WHAT TO PRODUCE:
Keep the pictures out of the copy and repeat the records exactly.

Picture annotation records
----
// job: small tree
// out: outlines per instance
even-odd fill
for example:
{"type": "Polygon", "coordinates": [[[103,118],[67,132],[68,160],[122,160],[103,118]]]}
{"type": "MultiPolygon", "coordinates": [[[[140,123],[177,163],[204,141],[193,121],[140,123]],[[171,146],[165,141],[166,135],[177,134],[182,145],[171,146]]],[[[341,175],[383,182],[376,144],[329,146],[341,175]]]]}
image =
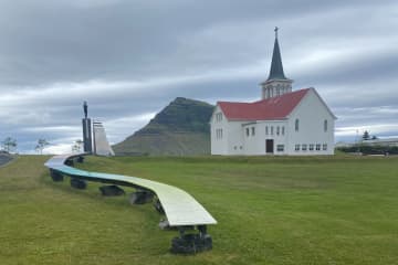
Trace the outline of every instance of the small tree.
{"type": "Polygon", "coordinates": [[[72,152],[81,152],[82,151],[83,141],[77,139],[73,142],[72,152]]]}
{"type": "Polygon", "coordinates": [[[17,140],[12,139],[11,137],[7,137],[2,142],[1,142],[1,148],[7,151],[7,152],[11,152],[13,150],[17,149],[17,140]]]}
{"type": "Polygon", "coordinates": [[[369,131],[365,130],[365,132],[363,135],[363,140],[369,140],[369,139],[370,139],[369,131]]]}
{"type": "Polygon", "coordinates": [[[43,155],[43,149],[49,145],[50,145],[50,142],[48,142],[45,139],[39,139],[38,145],[35,146],[34,150],[36,152],[40,152],[40,155],[43,155]]]}

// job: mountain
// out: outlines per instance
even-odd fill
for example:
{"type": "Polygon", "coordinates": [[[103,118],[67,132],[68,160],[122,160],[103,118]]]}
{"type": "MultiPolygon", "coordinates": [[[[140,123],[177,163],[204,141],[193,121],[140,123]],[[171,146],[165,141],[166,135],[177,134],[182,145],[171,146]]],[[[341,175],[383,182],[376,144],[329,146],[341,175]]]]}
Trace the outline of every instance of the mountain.
{"type": "Polygon", "coordinates": [[[210,153],[214,106],[177,97],[140,130],[113,146],[116,155],[195,156],[210,153]]]}

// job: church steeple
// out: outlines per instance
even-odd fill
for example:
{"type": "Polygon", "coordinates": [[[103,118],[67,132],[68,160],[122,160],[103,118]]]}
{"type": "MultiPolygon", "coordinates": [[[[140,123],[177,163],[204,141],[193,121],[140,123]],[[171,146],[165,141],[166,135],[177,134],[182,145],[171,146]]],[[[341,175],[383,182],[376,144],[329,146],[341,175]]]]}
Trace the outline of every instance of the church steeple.
{"type": "Polygon", "coordinates": [[[277,26],[275,26],[275,42],[272,53],[270,75],[265,82],[261,83],[263,99],[292,92],[293,81],[286,78],[283,72],[281,50],[277,42],[277,26]]]}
----
WRITTEN ANSWER:
// job: small tree
// out: outlines per instance
even-odd fill
for example:
{"type": "Polygon", "coordinates": [[[103,118],[67,132],[68,160],[122,160],[103,118]]]}
{"type": "MultiPolygon", "coordinates": [[[[140,123],[177,163],[204,141],[193,121],[140,123]],[[171,146],[165,141],[166,135],[177,134],[182,145],[171,146]]],[[[341,175],[383,182],[376,144],[329,146],[341,175]]]]}
image =
Trace the outline of every instance of the small tree.
{"type": "Polygon", "coordinates": [[[72,152],[81,152],[82,151],[83,141],[77,139],[73,142],[72,152]]]}
{"type": "Polygon", "coordinates": [[[17,140],[12,139],[11,137],[7,137],[2,142],[1,142],[1,148],[7,151],[7,152],[11,152],[13,150],[17,149],[17,140]]]}
{"type": "Polygon", "coordinates": [[[369,131],[365,130],[365,132],[363,135],[363,140],[369,140],[369,139],[370,139],[369,131]]]}
{"type": "Polygon", "coordinates": [[[43,155],[43,149],[49,145],[50,145],[50,142],[48,142],[45,139],[39,139],[38,145],[35,146],[34,150],[36,152],[40,152],[40,155],[43,155]]]}

// job: mountain
// out: outlines per instance
even-odd fill
for example:
{"type": "Polygon", "coordinates": [[[103,118],[67,132],[68,160],[122,160],[103,118]]]}
{"type": "MultiPolygon", "coordinates": [[[[140,123],[177,163],[204,141],[193,121],[140,123]],[[171,146],[165,141],[166,135],[177,134],[182,145],[171,146]]],[[[341,175],[383,182],[376,144],[329,146],[341,175]]]]}
Trace the outline of every instance of the mountain.
{"type": "Polygon", "coordinates": [[[210,153],[214,106],[177,97],[140,130],[113,146],[116,155],[195,156],[210,153]]]}

// job: church steeple
// out: outlines per instance
even-odd fill
for example:
{"type": "Polygon", "coordinates": [[[103,118],[67,132],[68,160],[122,160],[103,118]]]}
{"type": "MultiPolygon", "coordinates": [[[[140,123],[177,163],[204,141],[193,121],[140,123]],[[171,146],[165,141],[166,135],[177,134],[182,145],[171,146]]],[[[341,175],[383,182],[376,144],[329,146],[341,175]]]]}
Trace the outline of every instance of the church steeple.
{"type": "Polygon", "coordinates": [[[277,26],[275,26],[275,42],[272,53],[270,75],[265,82],[261,83],[263,99],[292,92],[293,81],[286,78],[283,72],[281,50],[277,42],[277,26]]]}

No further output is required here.